§ **Consignes et exigences**
Mettez à jour l'ensemble des entrées ci-dessous en remplaçant « top-left corner » par « upper-left corner », sans rien modifier d'autre. Omettez les images dans votre réponse.

§ **Jeu d'entrées**
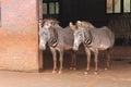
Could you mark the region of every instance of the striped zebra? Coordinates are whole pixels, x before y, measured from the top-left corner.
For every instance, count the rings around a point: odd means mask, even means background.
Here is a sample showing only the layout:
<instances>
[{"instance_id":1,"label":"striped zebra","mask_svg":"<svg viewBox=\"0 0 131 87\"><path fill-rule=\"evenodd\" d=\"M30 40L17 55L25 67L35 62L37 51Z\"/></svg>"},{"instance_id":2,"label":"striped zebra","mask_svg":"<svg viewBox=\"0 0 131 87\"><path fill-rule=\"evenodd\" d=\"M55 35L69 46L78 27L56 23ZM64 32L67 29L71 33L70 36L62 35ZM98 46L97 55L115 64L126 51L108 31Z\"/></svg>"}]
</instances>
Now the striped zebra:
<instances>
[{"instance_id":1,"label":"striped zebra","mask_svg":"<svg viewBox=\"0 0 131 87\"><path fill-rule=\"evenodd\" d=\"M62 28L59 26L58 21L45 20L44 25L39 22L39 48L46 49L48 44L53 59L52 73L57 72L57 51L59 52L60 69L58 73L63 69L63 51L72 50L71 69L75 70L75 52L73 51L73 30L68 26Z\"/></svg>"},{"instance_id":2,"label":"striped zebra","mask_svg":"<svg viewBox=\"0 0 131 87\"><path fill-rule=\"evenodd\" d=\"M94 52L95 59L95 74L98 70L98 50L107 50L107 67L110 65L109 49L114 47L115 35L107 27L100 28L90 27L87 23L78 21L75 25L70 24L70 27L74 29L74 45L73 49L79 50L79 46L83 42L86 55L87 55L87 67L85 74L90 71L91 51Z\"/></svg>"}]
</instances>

§ **Réponse**
Could you mark the region of every instance of the striped zebra? Coordinates are whole pixels, x before y, measured from the upper-left corner.
For every instance, count the rings around a point: odd means mask, even means background.
Here is a sample showing only the layout:
<instances>
[{"instance_id":1,"label":"striped zebra","mask_svg":"<svg viewBox=\"0 0 131 87\"><path fill-rule=\"evenodd\" d=\"M30 40L17 55L25 67L35 62L37 51Z\"/></svg>"},{"instance_id":2,"label":"striped zebra","mask_svg":"<svg viewBox=\"0 0 131 87\"><path fill-rule=\"evenodd\" d=\"M55 35L69 46L78 27L56 23ZM64 32L67 29L71 33L70 36L62 35ZM98 46L97 55L115 64L126 51L108 31Z\"/></svg>"}]
</instances>
Now the striped zebra:
<instances>
[{"instance_id":1,"label":"striped zebra","mask_svg":"<svg viewBox=\"0 0 131 87\"><path fill-rule=\"evenodd\" d=\"M62 28L59 26L58 21L45 20L44 25L39 22L39 48L46 49L48 44L53 59L52 73L57 72L57 51L59 52L60 69L58 73L63 69L63 51L72 50L71 69L75 70L75 52L73 51L73 30L68 26Z\"/></svg>"},{"instance_id":2,"label":"striped zebra","mask_svg":"<svg viewBox=\"0 0 131 87\"><path fill-rule=\"evenodd\" d=\"M94 52L95 59L95 74L98 70L98 50L107 50L107 67L110 65L109 49L114 47L115 35L107 27L100 28L90 27L87 23L78 21L75 25L70 24L70 27L74 29L74 45L73 49L79 50L79 46L83 42L86 55L87 55L87 67L85 74L90 71L91 51Z\"/></svg>"}]
</instances>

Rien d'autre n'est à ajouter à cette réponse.